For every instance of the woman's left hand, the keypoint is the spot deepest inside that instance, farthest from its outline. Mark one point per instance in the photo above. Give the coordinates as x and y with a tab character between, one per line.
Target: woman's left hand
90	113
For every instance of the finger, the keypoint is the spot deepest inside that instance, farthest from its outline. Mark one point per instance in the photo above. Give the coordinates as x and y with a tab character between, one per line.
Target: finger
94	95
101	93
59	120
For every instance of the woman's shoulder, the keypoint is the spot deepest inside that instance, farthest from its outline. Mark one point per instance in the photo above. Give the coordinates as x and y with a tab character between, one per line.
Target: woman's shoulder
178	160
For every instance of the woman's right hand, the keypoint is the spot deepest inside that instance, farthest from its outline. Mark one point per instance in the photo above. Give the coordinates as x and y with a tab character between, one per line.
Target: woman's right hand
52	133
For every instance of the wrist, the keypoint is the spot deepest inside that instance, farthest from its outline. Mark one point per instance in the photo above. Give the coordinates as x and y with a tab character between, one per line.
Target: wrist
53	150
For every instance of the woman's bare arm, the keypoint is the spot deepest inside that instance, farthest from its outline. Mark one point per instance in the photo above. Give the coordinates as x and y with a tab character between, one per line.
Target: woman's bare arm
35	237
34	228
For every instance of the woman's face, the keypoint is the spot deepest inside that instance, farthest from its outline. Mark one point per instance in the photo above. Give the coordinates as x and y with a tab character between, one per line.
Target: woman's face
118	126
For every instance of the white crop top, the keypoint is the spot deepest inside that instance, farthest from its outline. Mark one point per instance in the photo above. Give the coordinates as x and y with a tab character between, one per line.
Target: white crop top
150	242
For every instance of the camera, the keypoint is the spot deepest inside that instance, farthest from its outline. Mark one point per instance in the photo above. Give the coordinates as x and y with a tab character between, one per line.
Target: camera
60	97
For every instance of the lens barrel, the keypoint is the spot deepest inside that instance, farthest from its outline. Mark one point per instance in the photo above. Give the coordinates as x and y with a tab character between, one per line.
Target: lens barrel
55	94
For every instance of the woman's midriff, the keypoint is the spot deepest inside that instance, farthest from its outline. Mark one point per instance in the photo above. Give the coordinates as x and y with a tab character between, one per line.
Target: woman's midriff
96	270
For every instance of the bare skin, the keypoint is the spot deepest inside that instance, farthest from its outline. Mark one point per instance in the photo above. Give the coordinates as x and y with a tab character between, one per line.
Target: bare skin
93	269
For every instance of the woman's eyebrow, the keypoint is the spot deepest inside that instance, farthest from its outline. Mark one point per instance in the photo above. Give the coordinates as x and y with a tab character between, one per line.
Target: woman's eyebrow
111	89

###

Write all the entries above as a two-column CSV with the headers input and output. Use one row per entry, with its text and its answer each in a single quoted field and line breaks changed to spaces.

input,output
"For every instance of the woman's left hand, the keypoint is the spot deepest inside that instance, farthest from its outline. Mark one point per instance in the photo above. Give the coordinates as x and y with a tab character between, one per line. Target: woman's left hand","90	113"
"For every instance of the finger, the keypoint is the spot deepest inside that instance, farthest from its outline. Mark one point per instance in the photo above. Give the coordinates as x and y with a tab character between, one per line. Target: finger","94	95 101	93 59	120"
"For every instance of the woman's shoulder, the keypoint is the spot deepest inside that instance, farthest from its outline. Mark one point per instance in the photo above. Give the coordinates as x and y with a tab character between, one per line. Target: woman's shoulder","178	160"
"For every instance of the woman's right hand, the keypoint is the spot deepest inside that instance, farthest from its outline. Mark one point per instance in the photo above. Give the coordinates as x and y with a tab character between, one per line. Target: woman's right hand","52	133"
"For every instance of the wrist, the keypoint is the spot deepest inside that instance, farthest from its outline. Mark one point per instance in the photo above. Give the coordinates as x and y with a tab character between, one per line. Target: wrist","53	150"
"For every instance of the woman's bare arm, the keypoint is the spot deepest inside that instance, farthest from its outline. Mark one point per instance in the photo above. Give the coordinates as x and y with a tab character between, one per line. Target: woman's bare arm","35	237 34	228"
"For every instance of the woman's face, the keypoint is the spot deepest inside that instance, farthest from its outline. Mark one point per instance in the photo above. Give the coordinates as x and y with a tab character between, one per line. Target: woman's face","118	126"
"For every instance of the white crop top, the keypoint is the spot deepest inside that instance, farthest from its outline. Mark one point per instance in the photo above. Give the coordinates as x and y with a tab character between, one per line. Target: white crop top","150	242"
"For every instance of the camera, the keypoint is the spot deepest inside that instance, farthest from its outline. Mark one point per instance in the photo above. Give the coordinates as x and y with a tab character between, one per line. Target: camera","60	97"
"For every instance of the lens barrel, the keypoint is the spot deepest inside that instance, farthest from its outline. Mark one point per instance in the photo above. Give the coordinates as x and y with a tab character between, one per line. Target: lens barrel","55	94"
"For every instance of the woman's midriff, the keypoint is the spot deepest inside that instance, farthest from its outline. Mark one point per instance in the photo above. Give the coordinates as x and y with a tab character between, one per line. Target: woman's midriff","96	270"
"For every instance of the bare skin, the keypoint is the spot deepest inside that instance, farthest from its outline. Mark one point per instance in the photo above. Give the coordinates as x and y with a tab character between, one per line. Target: bare skin","93	269"
"For every instance of the woman's eyebrow, the keypoint is the spot deepest inside that instance, farthest from its outline. Mark one point per instance in the photo above. Give the coordinates as x and y with a tab character between, one per line. Target: woman's eyebrow","111	89"